» THE EXERCISE
Rewrite everything from the line containing "Can you see the mammatus" down to the last of the items below, putting "storm cloud" in place of "mammatus cloud" and changing nothing else.

» MATERIAL
[start]

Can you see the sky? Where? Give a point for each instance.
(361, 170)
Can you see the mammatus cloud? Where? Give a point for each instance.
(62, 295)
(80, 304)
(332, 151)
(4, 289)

[end]

» WORKED SOLUTION
Can you see the storm cloud? Where? Give a point for each instance.
(62, 295)
(80, 304)
(332, 151)
(4, 289)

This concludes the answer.